- Exercise prompt
Provide only the number of lines in the following data that contain "railing".

━━━━━━━━━━━━━━━━━━━━━━━━━━━━━━

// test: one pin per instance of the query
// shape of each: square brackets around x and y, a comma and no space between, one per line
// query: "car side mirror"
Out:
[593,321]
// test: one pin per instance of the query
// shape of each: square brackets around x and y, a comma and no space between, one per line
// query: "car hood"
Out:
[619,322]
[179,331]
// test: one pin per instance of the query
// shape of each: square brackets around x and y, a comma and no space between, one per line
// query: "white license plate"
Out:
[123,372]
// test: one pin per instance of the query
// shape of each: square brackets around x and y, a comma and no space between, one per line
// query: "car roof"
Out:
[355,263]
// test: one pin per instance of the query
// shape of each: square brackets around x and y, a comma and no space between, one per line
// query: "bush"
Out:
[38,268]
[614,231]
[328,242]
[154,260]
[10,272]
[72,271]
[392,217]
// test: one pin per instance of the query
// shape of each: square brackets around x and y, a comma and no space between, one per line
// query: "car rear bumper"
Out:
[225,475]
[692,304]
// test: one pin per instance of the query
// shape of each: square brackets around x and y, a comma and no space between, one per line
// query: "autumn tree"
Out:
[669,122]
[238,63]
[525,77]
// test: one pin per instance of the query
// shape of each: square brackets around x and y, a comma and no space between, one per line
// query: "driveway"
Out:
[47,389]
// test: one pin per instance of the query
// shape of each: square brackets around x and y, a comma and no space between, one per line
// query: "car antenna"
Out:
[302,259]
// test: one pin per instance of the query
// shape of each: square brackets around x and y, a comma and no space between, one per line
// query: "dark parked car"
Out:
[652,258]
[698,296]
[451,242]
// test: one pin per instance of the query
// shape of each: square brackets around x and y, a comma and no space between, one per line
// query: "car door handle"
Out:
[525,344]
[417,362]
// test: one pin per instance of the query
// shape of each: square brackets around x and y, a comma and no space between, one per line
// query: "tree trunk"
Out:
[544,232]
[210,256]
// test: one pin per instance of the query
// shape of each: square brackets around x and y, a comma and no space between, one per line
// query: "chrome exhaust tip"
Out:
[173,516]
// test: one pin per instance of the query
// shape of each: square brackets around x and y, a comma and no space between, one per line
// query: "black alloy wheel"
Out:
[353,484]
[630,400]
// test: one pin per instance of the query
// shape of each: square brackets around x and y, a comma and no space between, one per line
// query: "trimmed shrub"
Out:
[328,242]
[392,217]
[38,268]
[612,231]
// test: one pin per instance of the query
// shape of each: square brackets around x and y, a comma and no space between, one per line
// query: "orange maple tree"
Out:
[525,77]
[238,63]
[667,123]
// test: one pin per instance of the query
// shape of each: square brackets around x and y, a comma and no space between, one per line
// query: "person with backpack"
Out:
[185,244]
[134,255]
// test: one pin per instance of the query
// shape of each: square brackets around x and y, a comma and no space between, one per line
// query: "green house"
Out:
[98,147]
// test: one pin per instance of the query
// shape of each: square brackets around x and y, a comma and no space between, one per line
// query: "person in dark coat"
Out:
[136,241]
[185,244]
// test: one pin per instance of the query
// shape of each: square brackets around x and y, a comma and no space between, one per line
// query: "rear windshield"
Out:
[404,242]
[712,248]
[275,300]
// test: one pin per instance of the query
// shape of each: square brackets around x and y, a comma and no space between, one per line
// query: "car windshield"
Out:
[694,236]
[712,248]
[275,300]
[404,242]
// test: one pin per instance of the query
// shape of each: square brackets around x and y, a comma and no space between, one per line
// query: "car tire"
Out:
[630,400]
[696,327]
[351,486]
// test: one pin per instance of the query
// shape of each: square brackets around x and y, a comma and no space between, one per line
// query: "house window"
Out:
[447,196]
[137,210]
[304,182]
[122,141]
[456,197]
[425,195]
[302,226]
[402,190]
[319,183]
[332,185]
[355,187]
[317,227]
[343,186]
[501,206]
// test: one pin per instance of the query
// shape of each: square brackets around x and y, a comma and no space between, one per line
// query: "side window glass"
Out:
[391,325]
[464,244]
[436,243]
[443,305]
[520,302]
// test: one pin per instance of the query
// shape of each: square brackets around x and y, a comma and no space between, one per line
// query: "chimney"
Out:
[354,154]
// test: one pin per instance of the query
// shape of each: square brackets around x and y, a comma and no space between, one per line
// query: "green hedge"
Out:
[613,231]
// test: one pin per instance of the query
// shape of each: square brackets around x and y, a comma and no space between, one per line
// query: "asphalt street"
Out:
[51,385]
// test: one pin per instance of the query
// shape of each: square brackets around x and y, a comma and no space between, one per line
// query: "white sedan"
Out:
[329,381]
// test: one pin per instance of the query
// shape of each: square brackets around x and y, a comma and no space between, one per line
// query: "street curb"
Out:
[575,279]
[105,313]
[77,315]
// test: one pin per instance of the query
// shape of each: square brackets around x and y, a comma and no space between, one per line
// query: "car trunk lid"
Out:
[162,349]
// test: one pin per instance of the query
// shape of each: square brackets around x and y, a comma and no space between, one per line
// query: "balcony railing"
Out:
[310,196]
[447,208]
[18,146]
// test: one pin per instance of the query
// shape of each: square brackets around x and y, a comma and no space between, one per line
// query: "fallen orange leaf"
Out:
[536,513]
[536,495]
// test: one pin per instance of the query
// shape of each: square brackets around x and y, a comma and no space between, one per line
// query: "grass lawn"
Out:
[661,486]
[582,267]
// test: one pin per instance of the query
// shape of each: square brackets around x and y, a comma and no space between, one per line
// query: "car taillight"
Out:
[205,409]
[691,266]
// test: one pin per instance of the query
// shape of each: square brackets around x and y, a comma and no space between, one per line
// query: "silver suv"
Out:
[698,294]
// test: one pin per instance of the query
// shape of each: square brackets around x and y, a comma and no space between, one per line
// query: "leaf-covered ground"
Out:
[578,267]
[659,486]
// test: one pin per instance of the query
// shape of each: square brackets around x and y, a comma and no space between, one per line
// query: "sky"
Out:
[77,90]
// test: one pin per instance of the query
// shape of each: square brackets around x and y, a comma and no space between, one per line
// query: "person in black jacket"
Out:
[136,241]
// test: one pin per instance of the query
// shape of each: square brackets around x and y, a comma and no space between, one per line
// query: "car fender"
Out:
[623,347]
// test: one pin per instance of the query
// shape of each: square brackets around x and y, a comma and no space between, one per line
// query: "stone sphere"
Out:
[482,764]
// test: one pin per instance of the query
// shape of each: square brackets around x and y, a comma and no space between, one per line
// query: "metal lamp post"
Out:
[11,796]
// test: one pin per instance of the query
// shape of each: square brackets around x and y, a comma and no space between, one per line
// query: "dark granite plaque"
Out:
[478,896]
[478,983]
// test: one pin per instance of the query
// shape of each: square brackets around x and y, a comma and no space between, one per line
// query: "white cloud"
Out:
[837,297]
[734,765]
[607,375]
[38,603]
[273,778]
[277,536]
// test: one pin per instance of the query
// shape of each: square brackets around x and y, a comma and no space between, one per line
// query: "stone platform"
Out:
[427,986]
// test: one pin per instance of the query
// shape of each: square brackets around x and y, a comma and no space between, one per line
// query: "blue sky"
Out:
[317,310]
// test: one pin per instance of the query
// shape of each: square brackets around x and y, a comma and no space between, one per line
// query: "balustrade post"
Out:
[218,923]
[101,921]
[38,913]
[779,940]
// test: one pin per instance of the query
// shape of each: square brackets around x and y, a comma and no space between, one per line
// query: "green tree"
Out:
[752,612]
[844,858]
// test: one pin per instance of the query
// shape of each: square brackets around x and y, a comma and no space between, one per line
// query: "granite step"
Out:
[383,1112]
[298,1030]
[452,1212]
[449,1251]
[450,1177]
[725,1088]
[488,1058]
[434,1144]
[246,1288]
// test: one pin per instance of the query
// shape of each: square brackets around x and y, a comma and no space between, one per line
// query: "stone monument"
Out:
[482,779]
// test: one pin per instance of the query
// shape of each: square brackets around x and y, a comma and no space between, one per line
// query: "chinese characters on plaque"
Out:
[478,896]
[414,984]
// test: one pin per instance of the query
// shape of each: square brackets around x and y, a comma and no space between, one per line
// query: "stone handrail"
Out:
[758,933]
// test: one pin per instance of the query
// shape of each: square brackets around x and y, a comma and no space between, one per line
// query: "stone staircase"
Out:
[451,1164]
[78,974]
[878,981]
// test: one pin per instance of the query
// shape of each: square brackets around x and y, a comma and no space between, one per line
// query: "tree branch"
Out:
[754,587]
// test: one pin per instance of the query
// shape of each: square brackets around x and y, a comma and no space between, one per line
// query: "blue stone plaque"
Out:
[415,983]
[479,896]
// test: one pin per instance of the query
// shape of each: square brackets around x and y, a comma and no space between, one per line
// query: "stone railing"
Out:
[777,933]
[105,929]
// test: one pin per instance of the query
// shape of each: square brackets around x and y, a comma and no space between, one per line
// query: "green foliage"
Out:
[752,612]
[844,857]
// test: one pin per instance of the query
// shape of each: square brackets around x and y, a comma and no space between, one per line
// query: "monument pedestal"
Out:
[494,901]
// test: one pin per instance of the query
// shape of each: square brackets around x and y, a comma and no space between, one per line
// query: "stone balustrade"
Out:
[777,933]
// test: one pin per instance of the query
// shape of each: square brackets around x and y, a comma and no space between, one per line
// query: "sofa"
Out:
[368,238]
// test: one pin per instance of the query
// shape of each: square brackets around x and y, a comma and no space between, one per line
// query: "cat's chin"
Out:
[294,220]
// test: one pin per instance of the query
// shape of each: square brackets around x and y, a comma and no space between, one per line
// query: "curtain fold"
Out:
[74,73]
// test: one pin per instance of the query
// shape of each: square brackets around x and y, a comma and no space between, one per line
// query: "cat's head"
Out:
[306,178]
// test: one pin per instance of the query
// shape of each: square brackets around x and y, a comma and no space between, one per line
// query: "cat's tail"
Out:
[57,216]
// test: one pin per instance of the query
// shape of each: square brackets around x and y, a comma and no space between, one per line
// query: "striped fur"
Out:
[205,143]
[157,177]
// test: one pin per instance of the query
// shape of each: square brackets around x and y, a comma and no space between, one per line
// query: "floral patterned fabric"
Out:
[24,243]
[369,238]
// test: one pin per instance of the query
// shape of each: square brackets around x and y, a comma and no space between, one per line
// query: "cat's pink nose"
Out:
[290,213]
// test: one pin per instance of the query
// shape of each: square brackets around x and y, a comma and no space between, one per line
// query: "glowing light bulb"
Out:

━━━━━━━━━━━━━━━━━━━━━━━━━━━━━━

- Response to this task
2